# SELECTED TEXT start
[PATCH] D101844: [MicroBenchmarks] Add initial loop vectorization benchmarks.

Fri May 14 15:54:45 PDT 2021

Meinersbur added a comment.

I tried out the patch myself. It was consistently completing in about 37s, i.e about one second per benchmark.

Number of benchmarks: 36.
Google Benchmark MinTime default: 0.5s
Google Benchmark maximum walltime: 2.5s
That is, the total runtime ranges between 18s and 1.5 minutes.

Reading the minutes-long benchmark time, it seemed that each iteration would take longer than the 2.5s maximum wall clock time default.  In that case, Google Benchmark was unable to get stable statistics, possibly because a single iteration takes longer than 2.5s. This seems to be a good argument to reduce N, to giving Google Benchmark more leeway for statistics. In contrast to e.g. LoopInterchange, there is no need to be sufficiently large to make the cache hierarchy count.  Even on my system (Intel x84_64), it runs only does about 100 iterations per benchmarks, which seems low. Note that autovec and novec are approximately equally fast. `-ffast-math` finishes without error.
# SELECTED TEXT end
* [GIVEN PROBLEM 1]
Reproduce the part of the benchmark comment that opens with the words "[PATCH] D101844: [MicroBenchmarks]" and closes with "and 1.5 minutes.".
These rows have no connection to the benchmark comment.
# TASK INPUTS start
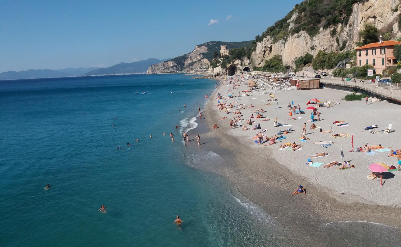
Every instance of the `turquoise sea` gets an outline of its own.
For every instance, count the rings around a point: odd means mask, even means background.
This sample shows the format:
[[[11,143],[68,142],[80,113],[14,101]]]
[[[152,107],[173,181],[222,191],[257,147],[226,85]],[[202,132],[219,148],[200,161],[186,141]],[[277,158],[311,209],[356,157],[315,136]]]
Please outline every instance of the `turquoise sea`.
[[[235,186],[193,168],[223,162],[181,137],[201,123],[215,84],[182,74],[0,82],[0,246],[299,246]],[[398,232],[352,222],[324,230],[327,246],[345,246],[365,237],[344,231],[377,229]]]

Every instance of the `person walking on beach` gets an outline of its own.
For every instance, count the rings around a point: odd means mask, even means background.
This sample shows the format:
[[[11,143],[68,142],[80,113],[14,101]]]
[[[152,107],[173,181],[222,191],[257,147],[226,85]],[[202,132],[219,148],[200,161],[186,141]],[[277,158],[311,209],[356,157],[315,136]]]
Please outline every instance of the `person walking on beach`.
[[[300,185],[298,186],[298,189],[294,191],[294,193],[291,193],[291,196],[301,193],[304,193],[306,195],[306,191],[305,190],[305,189],[304,188],[304,187],[302,185]]]

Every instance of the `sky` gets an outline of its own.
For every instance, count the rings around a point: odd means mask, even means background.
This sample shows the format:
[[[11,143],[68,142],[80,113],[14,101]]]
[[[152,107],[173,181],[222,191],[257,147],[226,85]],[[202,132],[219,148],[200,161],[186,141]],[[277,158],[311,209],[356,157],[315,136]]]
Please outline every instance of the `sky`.
[[[2,0],[0,73],[173,58],[252,40],[301,0]]]

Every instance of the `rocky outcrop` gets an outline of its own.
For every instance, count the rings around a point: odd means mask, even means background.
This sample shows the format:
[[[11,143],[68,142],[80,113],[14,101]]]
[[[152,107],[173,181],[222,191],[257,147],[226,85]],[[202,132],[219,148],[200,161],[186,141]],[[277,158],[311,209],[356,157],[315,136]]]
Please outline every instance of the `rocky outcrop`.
# TASK INPUTS end
* [GIVEN PROBLEM 2]
Rewrite the rows, starting at their beginning and ending with the line containing "[[[2,0],[0,73],[173,58],[252,40],[301,0]]]", as a JSON list of strings with one string per line. Leave out blank lines and the pictures.

* [EXERCISE ANSWER 1]
[PATCH] D101844: [MicroBenchmarks] Add initial loop vectorization benchmarks.

Fri May 14 15:54:45 PDT 2021

Meinersbur added a comment.

I tried out the patch myself. It was consistently completing in about 37s, i.e about one second per benchmark.

Number of benchmarks: 36.
Google Benchmark MinTime default: 0.5s
Google Benchmark maximum walltime: 2.5s
That is, the total runtime ranges between 18s and 1.5 minutes.

* [EXERCISE ANSWER 2]
[
  "Every instance of the `turquoise sea` gets an outline of its own.",
  "For every instance, count the rings around a point: odd means mask, even means background.",
  "This sample shows the format:",
  "[[[11,143],[68,142],[80,113],[14,101]]]",
  "[[[152,107],[173,181],[222,191],[257,147],[226,85]],[[202,132],[219,148],[200,161],[186,141]],[[277,158],[311,209],[356,157],[315,136]]]",
  "Please outline every instance of the `turquoise sea`.",
  "[[[235,186],[193,168],[223,162],[181,137],[201,123],[215,84],[182,74],[0,82],[0,246],[299,246]],[[398,232],[352,222],[324,230],[327,246],[345,246],[365,237],[344,231],[377,229]]]",
  "Every instance of the `person walking on beach` gets an outline of its own.",
  "For every instance, count the rings around a point: odd means mask, even means background.",
  "This sample shows the format:",
  "[[[11,143],[68,142],[80,113],[14,101]]]",
  "[[[152,107],[173,181],[222,191],[257,147],[226,85]],[[202,132],[219,148],[200,161],[186,141]],[[277,158],[311,209],[356,157],[315,136]]]",
  "Please outline every instance of the `person walking on beach`.",
  "[[[300,185],[298,186],[298,189],[294,191],[294,193],[291,193],[291,196],[301,193],[304,193],[306,195],[306,191],[305,190],[305,189],[304,188],[304,187],[302,185]]]",
  "Every instance of the `sky` gets an outline of its own.",
  "For every instance, count the rings around a point: odd means mask, even means background.",
  "This sample shows the format:",
  "[[[11,143],[68,142],[80,113],[14,101]]]",
  "[[[152,107],[173,181],[222,191],[257,147],[226,85]],[[202,132],[219,148],[200,161],[186,141]],[[277,158],[311,209],[356,157],[315,136]]]",
  "Please outline every instance of the `sky`.",
  "[[[2,0],[0,73],[173,58],[252,40],[301,0]]]"
]